* Given problem:
Determine how many lines in the records below contain the string "column". Reply with the number alone.

* Data extract:
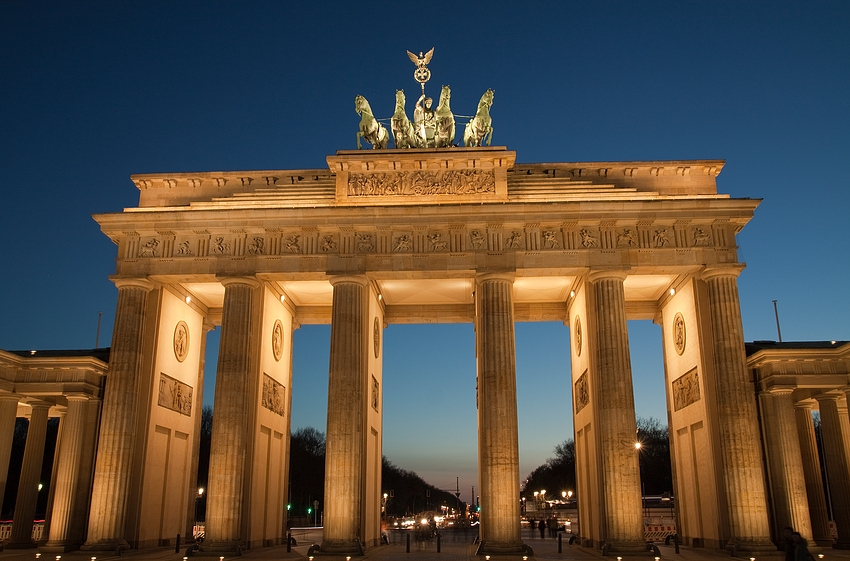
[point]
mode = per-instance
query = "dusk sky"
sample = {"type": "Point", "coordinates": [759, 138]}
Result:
{"type": "Point", "coordinates": [92, 92]}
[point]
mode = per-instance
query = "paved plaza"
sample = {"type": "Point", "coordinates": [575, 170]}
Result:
{"type": "Point", "coordinates": [452, 548]}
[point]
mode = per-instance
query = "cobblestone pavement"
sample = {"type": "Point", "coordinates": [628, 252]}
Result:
{"type": "Point", "coordinates": [452, 548]}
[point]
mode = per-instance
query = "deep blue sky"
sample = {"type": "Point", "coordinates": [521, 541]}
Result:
{"type": "Point", "coordinates": [91, 92]}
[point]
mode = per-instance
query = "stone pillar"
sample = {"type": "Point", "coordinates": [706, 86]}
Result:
{"type": "Point", "coordinates": [837, 468]}
{"type": "Point", "coordinates": [785, 463]}
{"type": "Point", "coordinates": [498, 440]}
{"type": "Point", "coordinates": [198, 407]}
{"type": "Point", "coordinates": [623, 515]}
{"type": "Point", "coordinates": [736, 419]}
{"type": "Point", "coordinates": [30, 474]}
{"type": "Point", "coordinates": [67, 479]}
{"type": "Point", "coordinates": [229, 444]}
{"type": "Point", "coordinates": [345, 445]}
{"type": "Point", "coordinates": [812, 474]}
{"type": "Point", "coordinates": [118, 428]}
{"type": "Point", "coordinates": [8, 414]}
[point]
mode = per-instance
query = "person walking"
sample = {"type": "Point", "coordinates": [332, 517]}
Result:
{"type": "Point", "coordinates": [788, 542]}
{"type": "Point", "coordinates": [552, 524]}
{"type": "Point", "coordinates": [801, 548]}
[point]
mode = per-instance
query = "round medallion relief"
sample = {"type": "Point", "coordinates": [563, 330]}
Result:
{"type": "Point", "coordinates": [277, 340]}
{"type": "Point", "coordinates": [376, 339]}
{"type": "Point", "coordinates": [181, 341]}
{"type": "Point", "coordinates": [679, 333]}
{"type": "Point", "coordinates": [577, 330]}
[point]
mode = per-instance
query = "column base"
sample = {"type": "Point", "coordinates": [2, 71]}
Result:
{"type": "Point", "coordinates": [627, 549]}
{"type": "Point", "coordinates": [503, 548]}
{"type": "Point", "coordinates": [754, 549]}
{"type": "Point", "coordinates": [214, 549]}
{"type": "Point", "coordinates": [58, 547]}
{"type": "Point", "coordinates": [349, 548]}
{"type": "Point", "coordinates": [106, 545]}
{"type": "Point", "coordinates": [20, 545]}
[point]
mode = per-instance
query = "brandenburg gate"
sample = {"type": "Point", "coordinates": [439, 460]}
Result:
{"type": "Point", "coordinates": [425, 235]}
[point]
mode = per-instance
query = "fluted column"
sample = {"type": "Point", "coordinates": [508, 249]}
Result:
{"type": "Point", "coordinates": [118, 428]}
{"type": "Point", "coordinates": [67, 481]}
{"type": "Point", "coordinates": [837, 468]}
{"type": "Point", "coordinates": [345, 444]}
{"type": "Point", "coordinates": [229, 443]}
{"type": "Point", "coordinates": [30, 474]}
{"type": "Point", "coordinates": [498, 440]}
{"type": "Point", "coordinates": [812, 475]}
{"type": "Point", "coordinates": [8, 414]}
{"type": "Point", "coordinates": [615, 405]}
{"type": "Point", "coordinates": [787, 482]}
{"type": "Point", "coordinates": [197, 406]}
{"type": "Point", "coordinates": [736, 419]}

* Problem solution:
2